• _Aim of the exercise_: Will you transcribe the entries that follow, exactly and in full?

• _Given information_:
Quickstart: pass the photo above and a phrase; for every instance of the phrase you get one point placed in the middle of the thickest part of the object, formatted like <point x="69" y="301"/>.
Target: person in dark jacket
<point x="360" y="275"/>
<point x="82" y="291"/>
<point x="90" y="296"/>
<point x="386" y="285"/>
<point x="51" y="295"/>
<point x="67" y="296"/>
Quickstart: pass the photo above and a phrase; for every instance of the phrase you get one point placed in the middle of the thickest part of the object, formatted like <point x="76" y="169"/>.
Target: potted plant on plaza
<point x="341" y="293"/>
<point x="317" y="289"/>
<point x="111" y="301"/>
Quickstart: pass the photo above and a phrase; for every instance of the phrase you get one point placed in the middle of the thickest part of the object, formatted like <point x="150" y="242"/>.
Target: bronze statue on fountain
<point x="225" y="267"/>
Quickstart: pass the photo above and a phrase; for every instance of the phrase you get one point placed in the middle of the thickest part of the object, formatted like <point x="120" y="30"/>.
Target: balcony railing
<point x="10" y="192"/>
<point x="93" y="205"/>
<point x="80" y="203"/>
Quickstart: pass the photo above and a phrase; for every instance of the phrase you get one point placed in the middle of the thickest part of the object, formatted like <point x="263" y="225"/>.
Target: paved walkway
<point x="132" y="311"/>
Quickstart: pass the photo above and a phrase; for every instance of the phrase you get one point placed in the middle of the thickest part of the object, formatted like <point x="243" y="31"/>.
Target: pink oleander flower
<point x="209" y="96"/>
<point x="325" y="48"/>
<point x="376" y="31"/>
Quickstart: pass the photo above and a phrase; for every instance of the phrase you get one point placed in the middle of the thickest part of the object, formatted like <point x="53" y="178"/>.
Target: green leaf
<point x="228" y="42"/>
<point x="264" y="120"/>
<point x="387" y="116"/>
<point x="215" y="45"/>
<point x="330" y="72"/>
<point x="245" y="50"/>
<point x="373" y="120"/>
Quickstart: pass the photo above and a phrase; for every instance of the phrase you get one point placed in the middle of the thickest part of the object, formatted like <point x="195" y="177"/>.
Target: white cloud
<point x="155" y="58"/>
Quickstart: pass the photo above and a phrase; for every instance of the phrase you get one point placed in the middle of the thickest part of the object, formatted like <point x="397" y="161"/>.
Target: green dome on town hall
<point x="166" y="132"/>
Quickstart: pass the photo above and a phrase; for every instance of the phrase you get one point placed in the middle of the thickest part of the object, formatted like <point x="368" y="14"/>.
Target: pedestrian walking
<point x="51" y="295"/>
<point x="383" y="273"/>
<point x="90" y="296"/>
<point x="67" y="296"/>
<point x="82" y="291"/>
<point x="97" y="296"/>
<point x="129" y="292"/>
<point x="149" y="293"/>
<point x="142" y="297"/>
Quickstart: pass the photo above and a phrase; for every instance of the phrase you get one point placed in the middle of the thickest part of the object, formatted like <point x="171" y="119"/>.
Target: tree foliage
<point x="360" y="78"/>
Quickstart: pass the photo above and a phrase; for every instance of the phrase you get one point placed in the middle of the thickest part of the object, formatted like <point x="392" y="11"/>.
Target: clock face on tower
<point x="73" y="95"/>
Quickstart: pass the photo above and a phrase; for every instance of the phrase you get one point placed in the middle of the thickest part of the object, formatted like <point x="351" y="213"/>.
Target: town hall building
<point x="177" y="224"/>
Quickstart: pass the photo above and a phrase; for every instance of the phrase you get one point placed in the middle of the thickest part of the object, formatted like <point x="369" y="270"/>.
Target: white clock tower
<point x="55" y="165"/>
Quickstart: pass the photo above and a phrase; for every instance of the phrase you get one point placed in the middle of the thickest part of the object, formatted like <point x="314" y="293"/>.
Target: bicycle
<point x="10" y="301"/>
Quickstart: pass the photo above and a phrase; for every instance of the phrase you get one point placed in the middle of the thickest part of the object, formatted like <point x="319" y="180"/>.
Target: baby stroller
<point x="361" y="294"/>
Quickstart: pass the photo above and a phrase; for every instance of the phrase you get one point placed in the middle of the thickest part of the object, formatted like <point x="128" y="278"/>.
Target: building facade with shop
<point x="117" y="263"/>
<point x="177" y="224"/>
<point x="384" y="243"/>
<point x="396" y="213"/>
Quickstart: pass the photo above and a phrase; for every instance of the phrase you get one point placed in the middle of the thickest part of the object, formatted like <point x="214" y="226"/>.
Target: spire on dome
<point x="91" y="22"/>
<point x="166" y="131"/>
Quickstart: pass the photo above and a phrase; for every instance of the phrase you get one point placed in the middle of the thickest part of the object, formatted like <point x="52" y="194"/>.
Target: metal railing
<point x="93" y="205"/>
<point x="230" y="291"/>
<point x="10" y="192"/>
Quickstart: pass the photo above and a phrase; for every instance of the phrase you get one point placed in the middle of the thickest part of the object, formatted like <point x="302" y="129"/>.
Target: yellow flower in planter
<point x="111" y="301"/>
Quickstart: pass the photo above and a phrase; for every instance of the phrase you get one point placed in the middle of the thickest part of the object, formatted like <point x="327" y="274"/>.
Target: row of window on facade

• _Written response_:
Quickstart: pass the photo above and a phrase; for every instance of the phrase you get one point placed in the middle of the thickest part of the object, formatted like <point x="69" y="301"/>.
Target: person in dark jacket
<point x="360" y="275"/>
<point x="82" y="291"/>
<point x="90" y="296"/>
<point x="386" y="285"/>
<point x="51" y="295"/>
<point x="67" y="296"/>
Quickstart: pass the photo above and a phrase; for every instance of the phrase you get one point placed in the middle of the thickest part of the object, formatted like <point x="76" y="169"/>.
Target: potted plant on plaza
<point x="341" y="293"/>
<point x="317" y="289"/>
<point x="111" y="301"/>
Quickstart: pass the photo above and a phrase; for every instance of the phrase you get one point placed in the middle of the thickest part of the object, formatted like <point x="150" y="242"/>.
Target: bronze statue on fountain
<point x="225" y="267"/>
Quickstart: pass the photo above and a phrase; for every instance of the phrase you get one point placed in the middle of the thickest part of the object, formatted like <point x="120" y="30"/>.
Target: balcony railing
<point x="10" y="192"/>
<point x="93" y="205"/>
<point x="80" y="203"/>
Quickstart: pass the photo above and a phrase; for every instance of the phrase you get one point placed in the middle of the thickest part of the object, formatted like <point x="263" y="225"/>.
Target: paved walkway
<point x="132" y="311"/>
Quickstart: pass the photo above and a phrase; for every instance of the phrase you get one point placed in the middle of the thickest part of the object, formatted like <point x="243" y="31"/>.
Target: pink oleander flower
<point x="209" y="96"/>
<point x="325" y="48"/>
<point x="376" y="31"/>
Quickstart: pass the photo above and a phrase; for every instance of the phrase you get one point placed in the middle of the thickest part of the object, formatted like <point x="53" y="178"/>.
Target: green leaf
<point x="228" y="42"/>
<point x="264" y="120"/>
<point x="387" y="116"/>
<point x="215" y="45"/>
<point x="330" y="72"/>
<point x="245" y="50"/>
<point x="373" y="120"/>
Quickstart: pass the photo above and a phrase; for every instance of the phrase you get one point placed in the middle of the thickest part of the object, formatted like <point x="195" y="177"/>.
Target: white cloud
<point x="155" y="58"/>
Quickstart: pass the photo above and a phrase; for every instance of the phrase you get one point placed in the middle of the thickest part of the object, formatted like <point x="397" y="161"/>.
Target: green dome on town hall
<point x="166" y="132"/>
Quickstart: pass the photo above and a phrase; for every instance of the phrase you get one point placed in the middle of the thickest part of the object, formatted like <point x="368" y="14"/>.
Target: pedestrian walking
<point x="51" y="295"/>
<point x="383" y="273"/>
<point x="90" y="296"/>
<point x="67" y="296"/>
<point x="82" y="291"/>
<point x="97" y="296"/>
<point x="129" y="292"/>
<point x="149" y="293"/>
<point x="142" y="297"/>
Quickstart: pass the photo above and a phrase; for every instance of the phrase you get one point placed in the middle of the thickest part of the object, formatted like <point x="171" y="119"/>.
Target: tree foliage
<point x="360" y="78"/>
Quickstart: pass the photo above and a phrase; for every instance of the phrase you get one point placed in the middle of the thickest part of the object, formatted like <point x="392" y="11"/>.
Target: clock face on tower
<point x="73" y="95"/>
Quickstart: pass the photo above and a phrase; for every instance of the phrase you get one point placed in the middle of the thickest part of the object, formatted like <point x="351" y="213"/>.
Target: town hall building
<point x="177" y="224"/>
Quickstart: pass the photo above and a phrase; for every instance of the phrase you get one point placed in the middle of the thickest part of the object, formatted like <point x="369" y="270"/>.
Target: white clock tower
<point x="55" y="165"/>
Quickstart: pass the photo above and a phrase; for every instance of the phrase you get one point placed in the middle of the thickest part of the object, formatted like <point x="314" y="293"/>.
Target: bicycle
<point x="10" y="301"/>
Quickstart: pass the photo above and a phrase; for every instance of the phrase you get one point placed in the middle of the thickest part of the object, formatted like <point x="319" y="180"/>.
Target: baby stroller
<point x="361" y="294"/>
Quickstart: pass the photo above and a phrase; for every instance of the phrase you get one point placed in the middle of the thickest part of the object, formatted like <point x="128" y="278"/>.
Target: building facade with shop
<point x="117" y="263"/>
<point x="177" y="224"/>
<point x="384" y="243"/>
<point x="396" y="213"/>
Quickstart: pass the photo above and a phrase; for every instance of the phrase you get one point placed in the middle of the thickest part of the object, formatted like <point x="214" y="226"/>.
Target: spire on dome
<point x="91" y="22"/>
<point x="166" y="131"/>
Quickstart: pass the photo above and a phrase; for every instance of the phrase you get one point placed in the middle of the thickest part of the object, formatted like <point x="52" y="194"/>.
Target: metal railing
<point x="93" y="205"/>
<point x="230" y="291"/>
<point x="10" y="192"/>
Quickstart: pass the photo above and a phrase; for every instance of the phrase you get one point placed in the middle of the thickest part of the object, formatted like <point x="302" y="129"/>.
Target: yellow flower in planter
<point x="111" y="301"/>
Quickstart: pass the photo above and a phrase; for every instance of the phrase you get one point placed in the middle of the thickest part of the object, formatted like <point x="327" y="274"/>.
Target: row of window on facade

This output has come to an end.